WHAT THE EXERCISE ASKS: Reproduce each of the following entries line for line, without altering any character.

______

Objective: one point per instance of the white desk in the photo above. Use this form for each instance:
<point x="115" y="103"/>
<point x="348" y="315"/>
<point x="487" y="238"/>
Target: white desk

______

FINAL ANSWER:
Objective: one point per instance of the white desk in the photo above. Use this form for each instance:
<point x="115" y="103"/>
<point x="348" y="315"/>
<point x="487" y="238"/>
Target: white desk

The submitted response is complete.